Esta última observación sirve aquí para examinar también la segunda contradicción que, se afirma, existe entre el socialismo y la teoría de la evolución, diciendo y repitiendo en todos los tonos, que el socialismo será una nueva forma de tiranía y que suprimirá todos los beneficios de la libertad fatigosamente conquistada por nuestro siglo a costa de tantos martirios y sacrificios.
He dicho ya, hablando de las desigualdades antropológicas, como, por el contrario, el socialismo asegurará a todo hombre las condiciones de existencia humana y la base más libre y completa de su propia personalidad.
Aquí me basta recordar otra ley, establecida por la teoría científica de la evolución para demostrar en general (porque no es tarea de esta monografía entrar en pequeños detalles) cómo esa pretendida supresión de la parte viva y fecunda de la libertad personal y política, se toma sin razón como consecuencia del advenimiento del socialismo.
La siguiente es una ley de la evolución natural ilustrada por
Ardigó mejor que por cualquier otro:
{103} Toda fase subsiguiente de la evolución natural y social no destruye, no borra las manifestaciones vitales y fecundas de las fases precedentes, sino que las continúa en lo que tienen de vital mientras elimina, sin embargo, sus manifestaciones aberrantes o patológicas.
En la evolución biológica, las manifestaciones de la vida vegetal no borran los primeros albores de la vida que se encuentran en la cristalización de los minerales, como las manifestaciones de la vida animal no borran las de la vida mineral y vegetal; y la forma humana de la vida no borra las formas y los eslabones anteriores de la gran serie de los vivientes, sino que las formas últimas viven, por el contrario, en cuanto son el resultado de las formas primitivas, y coexisten con éstas.
Así sucede en la evolución social: y esta es, justamente, la interpretación que el evolucionismo científico da a las Edades Medias, que no borran las conquistas de las anteriores civilizaciones, sino que por el contrario las conservan en su parte vital, y las fecundan en un periodo de sosiego para el renacimiento de nuevas civilizaciones.
Y esta ley que domina por entero el grandioso desarrollo de la vida social, rige igualmente {104} el destino y la parábola de cada institución social.
La sucesión de una a otra fase de evolución social elimina, es cierto, las partes no vitales, los productos patológicos de las instituciones anteriores; pero conserva, vigoriza y desarrolla las partes sanas y fecundas, elevando cada vez más el nivel físico y moral de la humanidad.

====================

* LISTA DE TAREAS
A) Indique si cada afirmación concuerda con el extracto sobre socialismo y evolución, respondiendo sí o no con la cita literal que lo decide: (i) toda fase posterior de la evolución borra las manifestaciones de las fases anteriores; (ii) la ley de la evolución citada fue ilustrada por Ardigó mejor que por cualquier otro; (iii) las Edades Medias conservan en su parte vital las conquistas de las civilizaciones anteriores.
B) Traduzca al inglés esta oración del extracto sobre socialismo y evolución: «La sucesión de una a otra fase de evolución social elimina, es cierto, las partes no vitales, los productos patológicos de las instituciones anteriores; pero conserva, vigoriza y desarrolla las partes sanas y fecundas, elevando cada vez más el nivel físico y moral de la humanidad».
Los datos proceden de una fuente distinta a la del extracto.

====================

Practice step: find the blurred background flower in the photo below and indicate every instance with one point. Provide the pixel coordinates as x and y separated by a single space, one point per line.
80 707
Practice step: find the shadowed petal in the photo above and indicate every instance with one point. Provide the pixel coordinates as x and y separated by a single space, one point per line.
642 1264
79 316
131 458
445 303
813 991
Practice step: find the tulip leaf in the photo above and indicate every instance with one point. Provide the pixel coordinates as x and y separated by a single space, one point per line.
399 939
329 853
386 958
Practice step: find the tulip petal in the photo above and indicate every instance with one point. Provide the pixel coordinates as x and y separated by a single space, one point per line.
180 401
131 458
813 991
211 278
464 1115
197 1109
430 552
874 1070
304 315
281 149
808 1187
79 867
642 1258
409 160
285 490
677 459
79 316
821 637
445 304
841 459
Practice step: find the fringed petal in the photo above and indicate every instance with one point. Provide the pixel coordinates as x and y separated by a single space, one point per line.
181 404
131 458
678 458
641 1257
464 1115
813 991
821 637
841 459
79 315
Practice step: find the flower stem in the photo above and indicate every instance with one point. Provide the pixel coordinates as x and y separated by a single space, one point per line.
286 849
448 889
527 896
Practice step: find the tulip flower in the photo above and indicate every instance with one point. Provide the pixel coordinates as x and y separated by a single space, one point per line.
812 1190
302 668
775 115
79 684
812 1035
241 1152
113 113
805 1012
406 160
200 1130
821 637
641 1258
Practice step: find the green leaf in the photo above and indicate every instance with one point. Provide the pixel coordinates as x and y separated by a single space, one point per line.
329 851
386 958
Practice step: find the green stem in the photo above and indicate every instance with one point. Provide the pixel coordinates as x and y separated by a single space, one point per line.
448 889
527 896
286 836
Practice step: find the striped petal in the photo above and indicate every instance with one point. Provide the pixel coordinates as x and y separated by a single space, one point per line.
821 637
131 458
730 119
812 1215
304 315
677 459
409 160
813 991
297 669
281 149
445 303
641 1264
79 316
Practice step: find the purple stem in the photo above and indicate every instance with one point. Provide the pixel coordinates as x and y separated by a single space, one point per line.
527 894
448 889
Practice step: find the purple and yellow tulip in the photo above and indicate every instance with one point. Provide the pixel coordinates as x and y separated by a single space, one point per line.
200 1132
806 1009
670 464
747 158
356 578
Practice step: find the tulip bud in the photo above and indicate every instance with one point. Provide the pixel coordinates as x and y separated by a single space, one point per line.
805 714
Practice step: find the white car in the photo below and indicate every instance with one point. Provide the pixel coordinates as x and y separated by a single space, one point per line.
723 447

====================

* RESPUESTAS ESCRITAS
A)
(i) No: «no destruye, no borra las manifestaciones vitales y fecundas de las fases precedentes».
(ii) Sí: «ilustrada por Ardigó mejor que por cualquier otro».
(iii) Sí: «no borran las conquistas de las anteriores civilizaciones, sino que por el contrario las conservan en su parte vital».

B) The succession from one phase of social evolution to another does, it is true, eliminate the non-vital parts, the pathological products of earlier institutions; but it preserves, strengthens, and develops the healthy and fruitful parts, raising ever higher the physical and moral level of humanity.